◆ Dataset entries ◆
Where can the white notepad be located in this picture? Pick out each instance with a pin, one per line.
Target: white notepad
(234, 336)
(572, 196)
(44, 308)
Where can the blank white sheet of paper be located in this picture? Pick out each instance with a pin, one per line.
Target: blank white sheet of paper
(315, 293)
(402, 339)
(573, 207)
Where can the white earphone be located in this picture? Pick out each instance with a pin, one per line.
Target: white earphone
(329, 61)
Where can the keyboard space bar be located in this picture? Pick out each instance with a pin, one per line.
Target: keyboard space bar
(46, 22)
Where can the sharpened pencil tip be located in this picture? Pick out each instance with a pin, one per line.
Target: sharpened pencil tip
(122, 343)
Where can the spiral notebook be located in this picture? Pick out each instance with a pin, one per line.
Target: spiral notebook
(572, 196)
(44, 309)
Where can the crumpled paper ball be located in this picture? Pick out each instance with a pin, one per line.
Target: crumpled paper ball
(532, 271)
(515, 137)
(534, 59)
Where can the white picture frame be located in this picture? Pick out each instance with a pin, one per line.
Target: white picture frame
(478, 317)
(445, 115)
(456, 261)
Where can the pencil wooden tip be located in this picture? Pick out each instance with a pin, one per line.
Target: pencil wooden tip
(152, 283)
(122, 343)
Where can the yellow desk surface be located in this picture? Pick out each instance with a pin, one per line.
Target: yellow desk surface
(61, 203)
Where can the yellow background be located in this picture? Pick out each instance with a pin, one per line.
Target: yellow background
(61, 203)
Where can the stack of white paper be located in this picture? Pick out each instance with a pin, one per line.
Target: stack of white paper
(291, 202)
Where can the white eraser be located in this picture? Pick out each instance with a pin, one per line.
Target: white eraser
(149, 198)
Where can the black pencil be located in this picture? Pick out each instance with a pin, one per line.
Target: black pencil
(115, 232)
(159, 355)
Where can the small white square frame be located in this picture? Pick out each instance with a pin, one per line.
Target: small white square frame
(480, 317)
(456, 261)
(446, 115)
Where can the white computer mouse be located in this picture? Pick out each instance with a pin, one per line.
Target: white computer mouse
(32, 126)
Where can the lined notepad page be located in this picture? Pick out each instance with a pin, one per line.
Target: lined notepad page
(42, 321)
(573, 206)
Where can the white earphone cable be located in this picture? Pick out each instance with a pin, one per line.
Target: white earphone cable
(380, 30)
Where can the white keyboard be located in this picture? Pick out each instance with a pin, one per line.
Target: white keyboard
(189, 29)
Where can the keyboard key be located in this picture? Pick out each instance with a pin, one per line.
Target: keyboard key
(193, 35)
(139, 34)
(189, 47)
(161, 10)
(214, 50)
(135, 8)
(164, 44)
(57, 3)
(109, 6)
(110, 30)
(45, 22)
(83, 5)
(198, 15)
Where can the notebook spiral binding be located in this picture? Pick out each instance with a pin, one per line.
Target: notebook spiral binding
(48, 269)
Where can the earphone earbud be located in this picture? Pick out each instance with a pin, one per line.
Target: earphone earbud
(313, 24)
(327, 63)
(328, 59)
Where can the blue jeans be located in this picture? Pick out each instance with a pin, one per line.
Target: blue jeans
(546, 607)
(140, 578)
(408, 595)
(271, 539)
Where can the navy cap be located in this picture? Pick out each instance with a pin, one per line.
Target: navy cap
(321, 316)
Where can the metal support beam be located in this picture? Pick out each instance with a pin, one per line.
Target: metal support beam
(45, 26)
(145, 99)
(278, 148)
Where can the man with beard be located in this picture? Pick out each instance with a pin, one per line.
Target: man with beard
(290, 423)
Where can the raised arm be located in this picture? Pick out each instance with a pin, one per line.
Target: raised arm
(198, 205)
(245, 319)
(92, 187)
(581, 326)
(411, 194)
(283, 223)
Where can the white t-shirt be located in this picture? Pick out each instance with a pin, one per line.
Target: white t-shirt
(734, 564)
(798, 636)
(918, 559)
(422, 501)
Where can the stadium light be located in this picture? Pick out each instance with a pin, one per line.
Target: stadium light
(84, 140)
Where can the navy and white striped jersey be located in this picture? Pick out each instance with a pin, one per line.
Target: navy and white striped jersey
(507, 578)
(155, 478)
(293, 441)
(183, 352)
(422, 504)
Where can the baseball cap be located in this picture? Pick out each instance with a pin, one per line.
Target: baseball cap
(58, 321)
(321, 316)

◆ The problem ◆
Write the entire listing out again, word for word.

◆ Exercise result ◆
Where can the white notepad be located in this picture? Pick out each instance with a pin, one per line.
Target: white notepad
(234, 336)
(572, 196)
(44, 308)
Where can the blank white sheet of paper be located in this picture? Pick out each instance with a pin, one per line.
Target: blank white sheet of paper
(315, 293)
(402, 339)
(573, 207)
Where can the white earphone be located in this picture? Pick out each instance with a pin, one per line.
Target: white earphone
(329, 61)
Where can the keyboard space bar be located in this picture? Pick out each instance with a pin, one per line.
Target: keyboard space bar
(46, 22)
Where can the sharpened pencil tip be located in this picture? Pick out each instance with a pin, one per line.
Target: sharpened pencil tip
(122, 343)
Where can the spiral notebook be located in this picture? Pick out each instance with a pin, one per line.
Target: spiral notebook
(572, 196)
(44, 309)
Where can the crumpled paper ball be located in this picture? Pick out each instance with a pin, one per line.
Target: crumpled paper ball
(532, 271)
(515, 137)
(534, 59)
Where can the white picture frame be located in this picture? Pick out each instance with a pin, one per line.
Target: white picture frame
(478, 317)
(445, 115)
(456, 261)
Where can the pencil wooden tip be located in this picture? Pick out each instance with a pin, one per line.
Target: pencil wooden tip
(152, 283)
(122, 343)
Where can the yellow desk surface be located in this picture? Pick out each instance with a pin, one per line.
Target: yellow desk surface
(61, 203)
Where can the yellow background be located in this picture? Pick out each instance with a pin, one per line.
Target: yellow background
(61, 203)
Where can the stack of white paper be located in this picture? Pick out each instance with a pin, one per line.
Target: stack of white paper
(291, 202)
Where can the white eraser be located in this picture? Pick out each instance with a pin, one per line.
Target: white eraser
(149, 198)
Where can the black pencil be located in this picture? Pick out each instance with a pin, one per line.
Target: black pencil
(115, 232)
(159, 355)
Where can the small white square frame be located in this picture? Pick out each instance with a pin, one per line.
Target: small white square frame
(480, 317)
(456, 261)
(446, 115)
Where can the white computer mouse be located in this picture? Pick out each instance with a pin, one per line.
Target: white computer mouse
(32, 126)
Where can the lined notepad page be located in this picture? Pick out each instance with a pin, one per line.
Target: lined notepad page
(42, 321)
(573, 206)
Where can the white earphone cable be located in this picture? Pick out each instance with a pin, one per line.
Target: white earphone cable
(380, 30)
Where can the white keyboard be located in this picture? Pick out each instance with a pin, one per line.
Target: white keyboard
(189, 29)
Where can the keyboard key be located in this picture? Pick out each instance with a pin, one per line.
Target: keyboard key
(193, 35)
(139, 34)
(189, 47)
(161, 10)
(214, 50)
(135, 8)
(164, 44)
(57, 3)
(109, 6)
(110, 30)
(45, 22)
(83, 5)
(198, 15)
Where can the notebook spiral binding be located in this picture? Pick out each instance with a pin, one per line.
Target: notebook spiral binding
(48, 269)
Where can the earphone earbud be located in this picture? Pick out each instance with a pin, one per line.
Target: earphone earbud
(313, 24)
(327, 63)
(328, 59)
Where can the blue jeans be located in this picture? Pick out each instance with a pin, one per line.
Target: blue jeans
(546, 607)
(140, 578)
(408, 595)
(271, 539)
Where can the navy cap be located in this picture? Pick out each instance with a pin, one per line.
Target: navy cap
(321, 316)
Where can the metal support beam be located in this picture? Pick out each instance with a pin, one per line.
Target: metal support beam
(45, 26)
(145, 99)
(278, 148)
Where can the man with beard be located in this picture? Pick out each instance with a pin, one per line.
Target: man with beard
(290, 423)
Where can the raised arm be located in this picture? Pick out each instance with a pin, one per line.
Target: raised arm
(198, 205)
(245, 319)
(92, 187)
(581, 326)
(411, 194)
(283, 223)
Where can the white t-shirt be located in this picture? Pick out each instance with a pin, one per line.
Target: white t-shirt
(734, 564)
(798, 636)
(918, 559)
(422, 501)
Where can the stadium light be located in this picture? Pick out each instance with a pin, one per line.
Target: stadium light
(84, 140)
Where can the navy and white striped jersey be located in this picture? Pick out each instance with a pin, one per line.
Target: navy and white striped jersey
(507, 578)
(155, 478)
(293, 441)
(183, 352)
(422, 504)
Where can the baseball cap be located in this picture? Pick out each instance with a pin, one per line.
Target: baseball cap
(58, 321)
(321, 316)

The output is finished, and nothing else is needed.